### Text under study:

==============================

According to a report released on Wednesday, India will need to add around 10 million jobs annually between 2024-25 and 2029-30 for India to maintain an average annual gross value added (GVA) growth of 6.5%.
By comparison, an average of 8.5 million jobs were created annually between 1999-2000 and 2022-2023.
About 196 million jobs have been created over the past 23 years, with nearly two-thirds of them created between 2012-2013 and 2022-2023, according to the report titled “What’s Driving Job Growth?” – Navigating Sectoral Shifts in Indian Labor Markets,” by Goldman Sachs.
Between 2019-20 and 2022-23, an average of 26 million jobs were added annually due to an increase in employment in agriculture and services. “Job creation in agriculture was helped in part by workers migrating back to rural areas during the pandemic, supported by additional government subsidies that created a safety net for these workers,” the report said.
Within the service sector, business services and retail or wholesale have contributed most to job creation over the past twenty years. Business services include management consulting services and scientific research and development.
The report’s analysis is based on the Reserve Bank of India’s (RBI) KLEMS database and the Periodic Labor Force Survey (PLFS).
While manufacturing employment fell by an average of 0.2 million jobs per year between 2012-13 and 2016-17, coinciding with a weaker investment cycle, employment increased by an average of 2.4 million per year between 2020-21 and 2022-23 . This was mainly due to the Production Linked Incentive (PLI) schemes introduced by the government in 2020, the report said.
Over the past decade, capital-intensive manufacturing sectors such as chemicals, machinery, etc. have recorded stronger employment growth compared to labor-intensive sectors such as textiles and footwear, food and beverages.
India’s dependency ratio will be one of the lowest of any major economy over the next twenty years.
Until 2035, the working age population will remain around 69% and gradually decline to below 60% by 2050. report highlighted.
Three policies are proposed for job creation in the country: “encouraging the development of affordable social housing,” as the real estate sector employs over 80% of the workforce in the construction sector; expanding IT hubs and global capacity centers (GCCs) to tier 2 and tier 3 cities; and reallocating fiscal incentives to support labor-intensive manufacturing sectors.
According to the PLFS survey, the labor force participation rate (LFPR) has increased over the past six years, largely due to an increase in women’s participation, especially in rural areas.

==============================

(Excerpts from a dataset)
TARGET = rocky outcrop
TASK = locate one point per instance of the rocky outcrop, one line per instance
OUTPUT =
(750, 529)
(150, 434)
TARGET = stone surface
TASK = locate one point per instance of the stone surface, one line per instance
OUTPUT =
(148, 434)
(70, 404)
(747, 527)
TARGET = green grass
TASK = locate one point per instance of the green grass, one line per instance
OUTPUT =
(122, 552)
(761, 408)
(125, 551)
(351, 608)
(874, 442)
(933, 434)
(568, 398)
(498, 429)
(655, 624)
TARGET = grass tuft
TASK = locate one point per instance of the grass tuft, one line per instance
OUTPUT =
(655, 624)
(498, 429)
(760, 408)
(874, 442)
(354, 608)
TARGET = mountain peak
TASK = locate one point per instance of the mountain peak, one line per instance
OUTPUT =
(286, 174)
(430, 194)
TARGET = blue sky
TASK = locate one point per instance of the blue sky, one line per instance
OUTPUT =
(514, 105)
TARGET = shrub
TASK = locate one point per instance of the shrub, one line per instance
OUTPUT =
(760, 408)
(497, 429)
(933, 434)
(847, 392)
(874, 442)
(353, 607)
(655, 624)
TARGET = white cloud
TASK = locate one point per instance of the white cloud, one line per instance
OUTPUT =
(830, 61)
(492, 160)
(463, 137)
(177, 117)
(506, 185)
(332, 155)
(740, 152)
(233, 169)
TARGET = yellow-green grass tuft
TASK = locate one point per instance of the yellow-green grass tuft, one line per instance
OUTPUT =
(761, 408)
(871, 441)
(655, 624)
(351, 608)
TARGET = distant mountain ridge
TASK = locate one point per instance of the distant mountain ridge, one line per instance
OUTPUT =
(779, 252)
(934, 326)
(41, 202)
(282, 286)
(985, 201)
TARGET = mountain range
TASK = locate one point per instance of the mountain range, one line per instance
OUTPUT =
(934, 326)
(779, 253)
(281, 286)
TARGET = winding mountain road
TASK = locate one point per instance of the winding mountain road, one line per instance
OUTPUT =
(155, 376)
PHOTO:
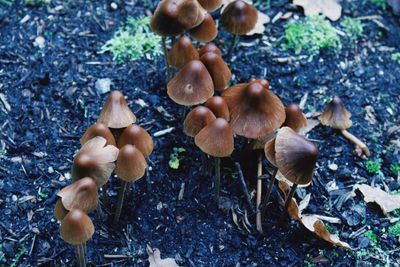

==============================

List every policy that the text on job growth in India says is proposed for job creation in the country. The data above is not required for any of the work here.

### Answer below:
- Encouraging the development of affordable social housing
- Expanding IT hubs and global capacity centers (GCCs) to tier 2 and tier 3 cities
- Reallocating fiscal incentives to support labor-intensive manufacturing sectors